INSTRUÇÕES DO EXERCÍCIO: Dê continuidade à resenha de Death in Space RPG, escrevendo a partir da última frase apresentada.

TRECHO DE ORIGEM:
-=-=-=-=-
Death in Space RPG (resenha)

“Everything in space will kill you”

– autor desconhecido.

O mundo está diante de uma calamidade sem precedentes, e sua própria existência — e a existência de tudo aquilo que vive e sobrevive em sua superfície — está ameaçada.

Porém, qual a importância de um mísero planeta diante da vastidão sem fim do universo?

A importância é gigantesca para quem observará o completo colapso de seu planeta natal da janela do quarto. Em contrapartida, um mundo nunca fez muita diferença para aqueles que são capazes de singrar pelo mar de estrelas em busca de aventuras e novas oportunidades comerciais.

O problema somente é generalizado quando a estrutura primordial do próprio universo mostra sinais de que o apocalipse está mais próximo do que muitos imaginam.
-=-=-=-=-
DADOS DO EXERCÍCIO:
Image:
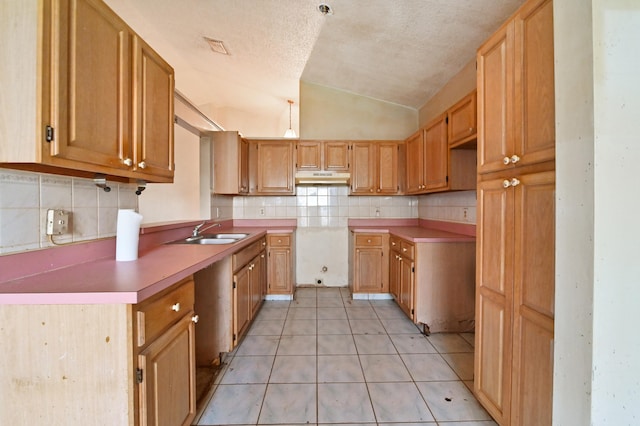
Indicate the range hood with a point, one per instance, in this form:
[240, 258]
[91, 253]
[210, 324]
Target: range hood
-=-=-=-=-
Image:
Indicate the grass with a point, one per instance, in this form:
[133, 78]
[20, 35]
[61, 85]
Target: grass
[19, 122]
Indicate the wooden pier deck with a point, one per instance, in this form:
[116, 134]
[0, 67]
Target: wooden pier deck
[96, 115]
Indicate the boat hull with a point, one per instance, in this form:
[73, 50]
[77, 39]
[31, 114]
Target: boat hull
-=-=-=-=-
RESPOSTA DO EXERCÍCIO:
Isso sim é um problema. Um problemão, na verdade.

O universo de Death in Space, o novo RPG sueco da cena independente mundial — criado por Christian Plogfors e Carl Niblaeus, e prometido para janeiro de 2022 após campanha de sucesso no Kickstarter —, desliza ao eterno vazio no lento e agonizante processo em que todas as galáxias ficarão tão distantes que a luz das estrelas não as alcançará mais.

Os cientistas mais céticos discordam, e refutam tanto do derradeiro destino quanto dos relatos sobre criaturas ciclópicas vagando nos limites do espaço conhecido. Outros, maravilhados diante dos fenômenos que assombram estes tempos estranhos — como a irritante estática que infesta todos os canais de comunicação e aparelhos eletrônicos —, aguardam o momento em que a matéria será esmagada em um único ponto do universo.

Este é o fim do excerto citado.